**PROMPT:**
Pull out every line of the records that contains the string "rear", matching case exactly, and copy each one unchanged.

**PROVIDED DATA:**

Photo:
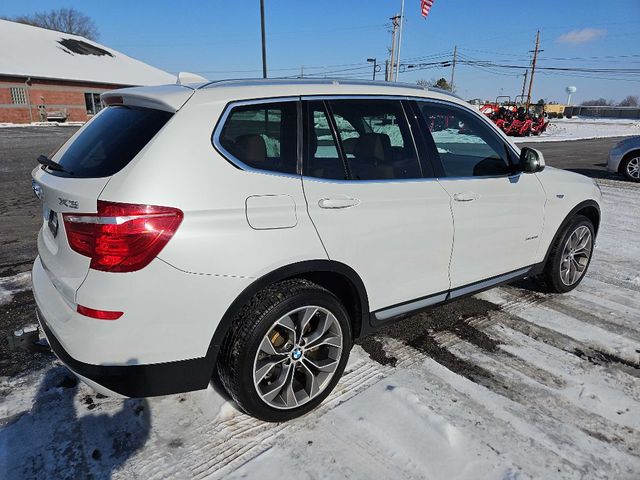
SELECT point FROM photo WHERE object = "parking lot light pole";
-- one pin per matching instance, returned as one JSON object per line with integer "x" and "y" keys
{"x": 264, "y": 47}
{"x": 375, "y": 65}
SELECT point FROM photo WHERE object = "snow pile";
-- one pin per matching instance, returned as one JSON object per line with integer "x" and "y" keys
{"x": 9, "y": 286}
{"x": 584, "y": 128}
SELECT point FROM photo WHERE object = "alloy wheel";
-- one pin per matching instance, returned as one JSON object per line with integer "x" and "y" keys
{"x": 633, "y": 168}
{"x": 576, "y": 255}
{"x": 298, "y": 357}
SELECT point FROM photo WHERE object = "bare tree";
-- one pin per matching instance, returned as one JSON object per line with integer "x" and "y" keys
{"x": 630, "y": 101}
{"x": 67, "y": 20}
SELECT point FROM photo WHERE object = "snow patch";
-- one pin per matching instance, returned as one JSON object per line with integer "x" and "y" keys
{"x": 9, "y": 286}
{"x": 584, "y": 128}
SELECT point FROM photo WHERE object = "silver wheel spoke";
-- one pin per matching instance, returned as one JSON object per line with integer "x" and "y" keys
{"x": 267, "y": 347}
{"x": 298, "y": 357}
{"x": 306, "y": 318}
{"x": 311, "y": 385}
{"x": 326, "y": 365}
{"x": 287, "y": 322}
{"x": 633, "y": 167}
{"x": 267, "y": 367}
{"x": 276, "y": 387}
{"x": 328, "y": 339}
{"x": 575, "y": 255}
{"x": 323, "y": 325}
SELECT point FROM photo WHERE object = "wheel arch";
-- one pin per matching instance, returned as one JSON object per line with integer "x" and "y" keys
{"x": 338, "y": 278}
{"x": 627, "y": 155}
{"x": 588, "y": 208}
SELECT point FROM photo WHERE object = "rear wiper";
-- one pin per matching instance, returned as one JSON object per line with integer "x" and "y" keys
{"x": 47, "y": 162}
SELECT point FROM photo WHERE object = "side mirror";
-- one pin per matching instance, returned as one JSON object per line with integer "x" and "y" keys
{"x": 531, "y": 160}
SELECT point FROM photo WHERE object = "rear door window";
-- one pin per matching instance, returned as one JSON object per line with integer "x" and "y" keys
{"x": 262, "y": 136}
{"x": 466, "y": 146}
{"x": 375, "y": 139}
{"x": 111, "y": 141}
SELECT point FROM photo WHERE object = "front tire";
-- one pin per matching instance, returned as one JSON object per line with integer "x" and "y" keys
{"x": 286, "y": 350}
{"x": 630, "y": 167}
{"x": 570, "y": 255}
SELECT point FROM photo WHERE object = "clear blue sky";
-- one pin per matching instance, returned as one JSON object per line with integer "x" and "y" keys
{"x": 221, "y": 38}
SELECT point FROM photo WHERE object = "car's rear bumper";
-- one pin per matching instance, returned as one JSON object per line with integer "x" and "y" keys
{"x": 136, "y": 380}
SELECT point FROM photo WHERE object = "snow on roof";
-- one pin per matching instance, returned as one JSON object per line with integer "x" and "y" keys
{"x": 40, "y": 53}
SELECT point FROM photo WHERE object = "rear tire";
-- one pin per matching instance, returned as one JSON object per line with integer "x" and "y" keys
{"x": 630, "y": 167}
{"x": 286, "y": 350}
{"x": 570, "y": 256}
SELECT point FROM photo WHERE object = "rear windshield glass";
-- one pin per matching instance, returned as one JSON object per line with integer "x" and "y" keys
{"x": 111, "y": 141}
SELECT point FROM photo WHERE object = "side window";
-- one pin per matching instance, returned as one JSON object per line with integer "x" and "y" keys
{"x": 263, "y": 136}
{"x": 467, "y": 147}
{"x": 376, "y": 139}
{"x": 322, "y": 157}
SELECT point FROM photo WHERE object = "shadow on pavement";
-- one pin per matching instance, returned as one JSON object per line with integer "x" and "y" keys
{"x": 65, "y": 440}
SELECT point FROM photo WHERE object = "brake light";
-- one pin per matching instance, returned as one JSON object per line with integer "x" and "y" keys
{"x": 121, "y": 237}
{"x": 99, "y": 314}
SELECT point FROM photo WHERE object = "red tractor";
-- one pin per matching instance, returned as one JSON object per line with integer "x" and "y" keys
{"x": 513, "y": 118}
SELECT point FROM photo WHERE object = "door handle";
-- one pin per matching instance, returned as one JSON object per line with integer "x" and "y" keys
{"x": 466, "y": 197}
{"x": 338, "y": 202}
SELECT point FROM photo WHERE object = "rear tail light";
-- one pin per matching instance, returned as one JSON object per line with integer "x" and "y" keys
{"x": 121, "y": 237}
{"x": 98, "y": 314}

**EXERCISE RESULT:**
SELECT point FROM photo WHERE object = "rear wiper";
SELECT point FROM photo WHERE object = "rear door window";
SELECT point FROM photo WHERE object = "car's rear bumper";
SELECT point FROM photo WHERE object = "rear tire";
SELECT point FROM photo WHERE object = "rear windshield glass";
SELECT point FROM photo WHERE object = "rear tail light";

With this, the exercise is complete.